§ **WHAT YOU HAVE TO DO**
The response must consist of the records below, copied exactly.

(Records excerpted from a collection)
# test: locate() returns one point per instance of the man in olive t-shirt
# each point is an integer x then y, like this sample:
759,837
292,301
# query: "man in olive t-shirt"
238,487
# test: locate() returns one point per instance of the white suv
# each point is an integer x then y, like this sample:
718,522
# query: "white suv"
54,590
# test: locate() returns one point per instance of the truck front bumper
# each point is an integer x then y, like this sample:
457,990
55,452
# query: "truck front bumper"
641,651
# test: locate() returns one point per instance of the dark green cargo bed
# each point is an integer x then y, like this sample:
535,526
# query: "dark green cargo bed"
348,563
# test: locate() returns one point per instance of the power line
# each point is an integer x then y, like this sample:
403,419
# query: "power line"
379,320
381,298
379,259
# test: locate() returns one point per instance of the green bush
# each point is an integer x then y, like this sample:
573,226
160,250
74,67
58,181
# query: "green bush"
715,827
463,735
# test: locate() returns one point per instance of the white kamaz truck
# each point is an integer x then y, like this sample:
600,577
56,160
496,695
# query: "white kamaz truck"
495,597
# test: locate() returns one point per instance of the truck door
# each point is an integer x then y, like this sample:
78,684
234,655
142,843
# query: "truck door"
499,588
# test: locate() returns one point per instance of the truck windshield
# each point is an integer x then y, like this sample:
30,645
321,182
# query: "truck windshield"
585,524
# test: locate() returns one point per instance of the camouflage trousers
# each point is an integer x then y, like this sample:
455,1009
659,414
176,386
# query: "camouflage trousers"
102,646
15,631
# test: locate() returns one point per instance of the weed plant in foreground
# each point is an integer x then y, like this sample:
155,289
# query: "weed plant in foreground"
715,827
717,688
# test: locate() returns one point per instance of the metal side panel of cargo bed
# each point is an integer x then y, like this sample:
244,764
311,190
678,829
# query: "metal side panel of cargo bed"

§ **ANSWER SPACE**
# test: locate() returns one point per instance of the man in olive t-shirt
# each point is an integer x then y, like this sample:
759,837
292,301
# query: "man in olive t-shirt"
238,487
# test: locate() returns one point per instance of the white suv
# each point is an integer x then y, like this sample:
718,522
# query: "white suv"
54,590
# test: locate() returns one point per instance of the truck front bumper
# each point is an integer x then y, like this sample:
457,990
55,452
# query: "truck front bumper"
641,651
# test: locate() returns one point per instance of the dark green cargo bed
# each point is an integer x then y, like this sample:
535,526
# query: "dark green cargo bed"
348,563
# test: locate() returns one point per instance of the power line
# each point is an integer x then y, like this sample:
403,419
# query: "power line"
379,320
381,298
379,259
# test: locate() returns one point per instance of the green bush
# each point is an integer x then y, like this sample:
573,226
160,250
74,67
58,181
# query: "green bush"
715,827
463,735
# test: locate() returns one point per instance of the white kamaz truck
# each point is an integer x then y, like this sample:
600,577
56,160
496,695
# query: "white kamaz truck"
495,597
# test: locate() returns one point per instance of the truck door
# each point is an integer x then y, like this sample:
78,684
234,655
142,843
# query: "truck door"
499,588
# test: locate() returns one point per instance of the truck windshield
# each point is an integer x then y, like this sample:
30,645
321,182
# query: "truck windshield"
585,524
# test: locate() returns one point per instance of the camouflage trousers
# each point is an integer x then y, like this sample:
455,1009
659,414
176,386
# query: "camouflage trousers"
102,646
15,631
# test: locate() returns one point per instance of the weed plant in foreground
# each point is an integer x then y, like this sample:
155,289
# query: "weed plant in foreground"
715,827
717,688
# test: locate() returns one point per instance of the metal side panel of cargo bed
# each point is an integer x then y, like this sample:
244,764
311,190
678,829
# query: "metal side panel of cargo bed"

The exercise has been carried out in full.